* Text segment:
Source: Vanguard
As a mother do you still enjoy the act of breastfeeding? Nothing can beat that feeling that you breast fed your own baby. From experience, breast feeding promotes bonding between you and your baby.
While breast feeding your baby, you tend to hold the baby and there is no more comforting feeling for an infant of any age than being held close and cuddled while being breastfed. Many premature babies are more likely to die if they are not held or stroked.
Breast milk has been established as a unique nutritional source that cannot adequately be replaced by any other food.
Alas, it is like so many Nigerian mothers seem to have forgotten the real essence of breast feeding which is as old as the existence of man himself.
Going by recent findings, exclusive breast feeding rate in Nigeria has fallen as to as low as 15 percent.
Many mothers are said to have chosen to keep their breast for their man than their baby who needs it for survival. Some claimed that breast feeding their babies will affect the shape of their breasts and may no longer be attractive to their man. Studies also show that breast feeding has nothing to do with the breast sagging. It has also been proven that whether a woman breast feeds or not, whether a woman gets pregnant or not, a time shall come in the woman's life when her breasts will become slack due to ageing.
Between the baby and father, who actually needs this breast? There are hard facts that the man only use the breast as an object of romance, unlike the baby who utilises the breast for survival.

[Stored items]

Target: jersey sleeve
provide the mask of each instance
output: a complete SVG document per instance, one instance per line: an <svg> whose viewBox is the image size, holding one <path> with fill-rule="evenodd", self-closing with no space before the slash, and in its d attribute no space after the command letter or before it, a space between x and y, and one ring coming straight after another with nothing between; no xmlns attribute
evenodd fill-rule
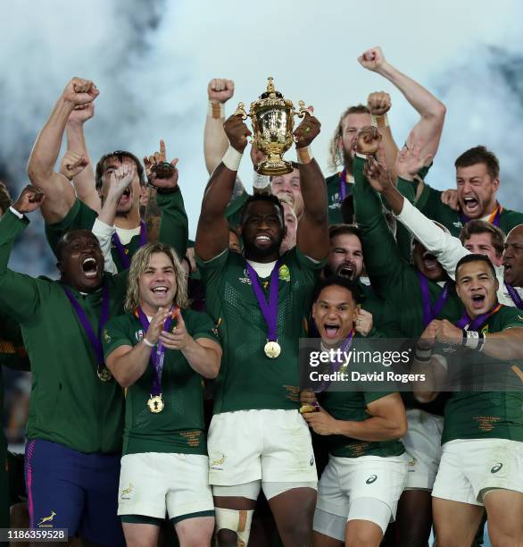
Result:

* Task details: Reproduce the stretch of the breastfeeding article from "While breast feeding" through "of man himself." word for word. The stored items are separate material and have no connection to the text.

* The completed task:
While breast feeding your baby, you tend to hold the baby and there is no more comforting feeling for an infant of any age than being held close and cuddled while being breastfed. Many premature babies are more likely to die if they are not held or stroked.
Breast milk has been established as a unique nutritional source that cannot adequately be replaced by any other food.
Alas, it is like so many Nigerian mothers seem to have forgotten the real essence of breast feeding which is as old as the existence of man himself.